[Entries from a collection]
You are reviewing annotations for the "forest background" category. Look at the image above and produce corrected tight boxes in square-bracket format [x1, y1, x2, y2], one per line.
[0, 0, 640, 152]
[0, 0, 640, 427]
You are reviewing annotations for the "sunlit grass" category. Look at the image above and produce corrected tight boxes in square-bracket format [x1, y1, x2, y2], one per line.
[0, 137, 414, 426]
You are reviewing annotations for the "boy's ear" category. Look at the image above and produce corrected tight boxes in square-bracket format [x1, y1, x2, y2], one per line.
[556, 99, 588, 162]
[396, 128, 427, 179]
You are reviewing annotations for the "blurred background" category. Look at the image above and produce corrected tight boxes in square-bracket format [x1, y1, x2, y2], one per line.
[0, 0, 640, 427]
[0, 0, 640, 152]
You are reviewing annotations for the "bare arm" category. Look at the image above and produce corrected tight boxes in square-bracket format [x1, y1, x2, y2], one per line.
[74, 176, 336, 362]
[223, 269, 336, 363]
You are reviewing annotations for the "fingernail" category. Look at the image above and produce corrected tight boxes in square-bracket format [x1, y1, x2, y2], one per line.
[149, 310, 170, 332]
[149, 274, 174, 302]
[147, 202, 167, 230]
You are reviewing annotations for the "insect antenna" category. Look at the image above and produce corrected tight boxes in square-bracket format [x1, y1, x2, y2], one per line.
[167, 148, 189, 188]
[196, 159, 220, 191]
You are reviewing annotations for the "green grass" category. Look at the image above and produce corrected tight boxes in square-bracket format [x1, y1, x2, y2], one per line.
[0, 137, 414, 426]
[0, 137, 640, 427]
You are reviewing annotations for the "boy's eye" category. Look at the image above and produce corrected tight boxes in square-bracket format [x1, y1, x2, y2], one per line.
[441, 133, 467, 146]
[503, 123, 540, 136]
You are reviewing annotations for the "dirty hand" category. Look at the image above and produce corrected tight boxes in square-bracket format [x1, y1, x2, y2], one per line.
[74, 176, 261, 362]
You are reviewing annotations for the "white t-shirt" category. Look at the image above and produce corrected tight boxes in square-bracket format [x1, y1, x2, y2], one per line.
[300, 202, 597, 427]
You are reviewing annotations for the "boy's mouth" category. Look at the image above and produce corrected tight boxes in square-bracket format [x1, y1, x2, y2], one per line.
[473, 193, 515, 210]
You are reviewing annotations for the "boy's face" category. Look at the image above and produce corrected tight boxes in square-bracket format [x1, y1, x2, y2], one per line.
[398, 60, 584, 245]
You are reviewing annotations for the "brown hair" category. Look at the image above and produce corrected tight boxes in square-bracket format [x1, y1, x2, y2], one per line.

» **Written exercise**:
Copy every entry above word for word, line by line.

» **Result of the task**:
You are reviewing annotations for the "forest background" category. Look at the image above and produce corrected tight boxes in square-bracket format [x1, y1, x2, y2], one per line.
[0, 0, 640, 152]
[0, 0, 640, 427]
You are reviewing annotations for the "sunlit grass" category. Look at the image above and produce corrected tight boxes in square-bracket format [x1, y1, x2, y2], one per line.
[0, 137, 414, 426]
You are reviewing annotations for the "boy's ear" category. Look at the image above and produce corrected tight boxes in square-bracket format [x1, y1, x2, y2], one per line.
[556, 99, 588, 162]
[396, 128, 427, 179]
You are reviewing annotations for the "blurred background" category. Look at the image above and produce corrected tight boxes in square-bracket format [x1, y1, x2, y2], one per line.
[0, 0, 640, 427]
[0, 0, 640, 152]
You are reviewing annotations for the "bare arm" category. Look at the image above and produce corrected tight boxes in square-bracket format [x1, y1, x2, y2], one per line.
[74, 176, 336, 362]
[223, 269, 336, 363]
You are reviewing annotations for the "fingernail" category. Look at the image above and produce corrected tight boxes in square-bracket format [x1, y1, x2, y2], one per line.
[149, 310, 170, 332]
[149, 274, 174, 302]
[147, 202, 167, 230]
You are reviewing annotations for the "insect antenna" category. Look at the image above and produce corrected tight boxes in square-bracket format [x1, y1, x2, y2], one per line.
[167, 148, 189, 188]
[196, 159, 220, 191]
You are reviewing annotations for the "green grass" category. Look at the image above and produce corrected tight boxes in square-bracket format [x1, y1, x2, y2], one per line.
[0, 137, 414, 426]
[0, 137, 640, 427]
You are reviewing annotations for the "boy's eye" category. Look at the image above and produce corrected tight boxes in square-bracket format [x1, y1, x2, y2], one per line.
[441, 133, 467, 146]
[503, 123, 540, 136]
You are reviewing annotations for the "dirty hand" category. Look at the image above and produce corrected tight boxes in square-bracket format [x1, y1, x2, y2], one per line.
[74, 176, 261, 362]
You are reviewing annotations for the "white t-shirt" category. Look at the image above and produce corrected tight boxes in square-bracket format [x1, y1, x2, y2], one per line.
[300, 202, 597, 427]
You are reviewing annotations for the "boy's mouth" category. Look at the image above and produce corrected tight boxes in square-bracket format [x1, y1, x2, y2], one per line.
[473, 193, 515, 210]
You are reviewing annotations for the "boy's face" category. Look at the image above and produce corrected tight boxes in square-bracket format [x1, y1, x2, y2], one per line.
[398, 60, 584, 245]
You are reviewing annotations for the "brown hair" category. Look at the image above and produce corrected tight boxes in square-bracket format [x1, y1, x2, y2], one per line.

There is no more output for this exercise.